# [REQUEST]
Transcribe the passage on South Africa's electricity crisis exactly, everything from "In the face" down to "reaction to it.".
PASSAGE start
In the face of extremely compelling evidence against coal and nuclear energy, our government’s response to South Africa’s electricity crisis is to continue building coal-fired power stations and a very expensive nuclear power plant, argued Fazila Farouk, executive director of The South African Civil Society Information Service (SACSIS) in her opening remarks at a panel discussion that focused on South Africa’s energy crisis and government’s response and the public’s reaction to it.
The panel discussion that was co-hosted by SACSIS and the Friedrich Ebert Stiftung South Africa Office (FES) interrogated the question: “Why is public opinion indifferent to renewable energy as a solution to South Africa’s electricity crisis?”
Speakers on the panel included Tasneem Essop, low carbon advocate at the World Wildlife Fund (WWF-SA) and a commissioner on South Africa’s National Planning Commission (NPC); Ferrial Adam, Africa and Arab region team leader at the environmental NGO, 350.org; Dr. David Fig, an environmental sociologist that has written a book about nuclear energy in South Africa; and Renate Tenbusch, a political scientist who heads up FES’ South Africa office.
South Africa’s Electricity Crisis Provides the Perfect Opportunity to Review Our Energy Programme
In setting the context, Farouk posed the following question: Given what we already know about the dangers of climate change, our current energy crisis presents the perfect opportunity to ask how we can do things differently; so how can South Africa produce the additional energy that we need in a more responsible and sustainable manner?
Instead, the question, which is foremost in South African minds right now is: “When are the two new coal fired power stations, Kusile and Medupi, going to come on line so that we stop experiencing power outages?” It’s an extremely selfish position for an entire nation to be taking.
Thus, Farouk argued that public opinion and public will are extremely important phenomena to be focusing on in the struggle for cleaner and safer energy solutions for South Africa.
South Africa’s Energy Solutions Buck International Trends
NPC commissioner, Tasneem Essop of WWF-SA, kicked off the panel’s inputs by talking about the promising international trend toward renewable energy. Quoting Bloomberg, she said that the race for renewable energy has passed its tipping point globally. The price of wind and solar is dropping, making both these sources of energy more competitive.
The other exciting international trend linked to citizens' action, noted Essop, is a growing global move toward divestment from fossil fuels linked to climate activism.
Increasing numbers of formal financial institutions have signalled that they will not invest in coal, Essop reported.
The world is experiencing key moments in the renewable energy sector and these are linked to a growing momentum on the issue. “Obama is suddenly traipsing around the world talking to emerging economies; talking about climate action and bilaterals on climate action and putting renewables front and centre of that climate action,” Essop said.
PASSAGE end
COLLECTED MATERIAL start
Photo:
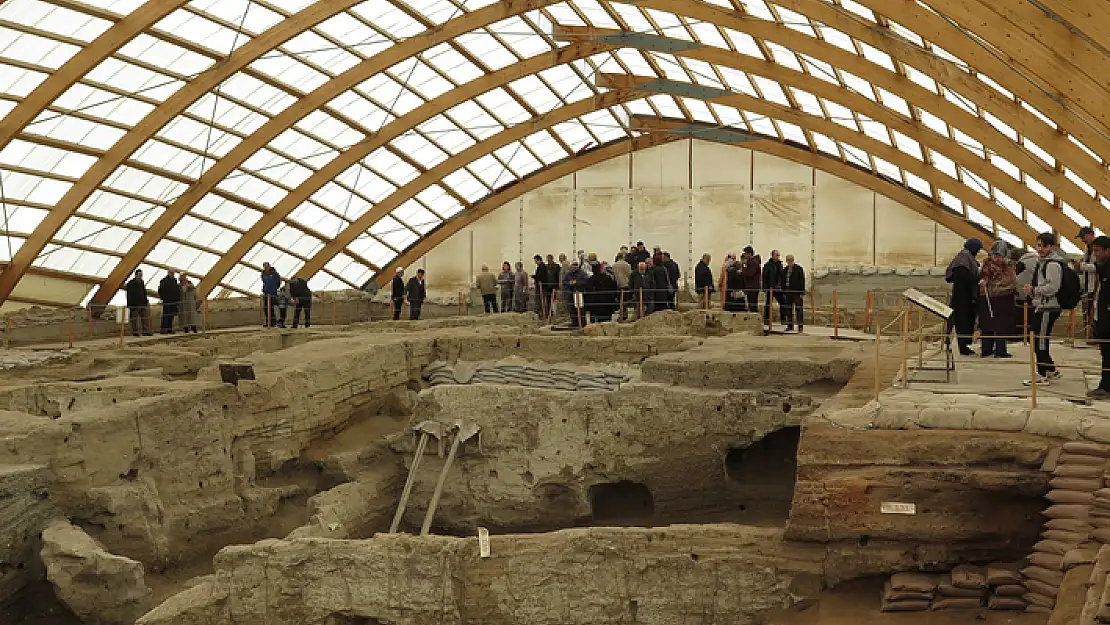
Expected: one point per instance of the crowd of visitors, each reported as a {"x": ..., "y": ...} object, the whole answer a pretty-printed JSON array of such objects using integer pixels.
[{"x": 637, "y": 282}]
COLLECTED MATERIAL end
# [FINISHED ANSWER]
In the face of extremely compelling evidence against coal and nuclear energy, our government’s response to South Africa’s electricity crisis is to continue building coal-fired power stations and a very expensive nuclear power plant, argued Fazila Farouk, executive director of The South African Civil Society Information Service (SACSIS) in her opening remarks at a panel discussion that focused on South Africa’s energy crisis and government’s response and the public’s reaction to it.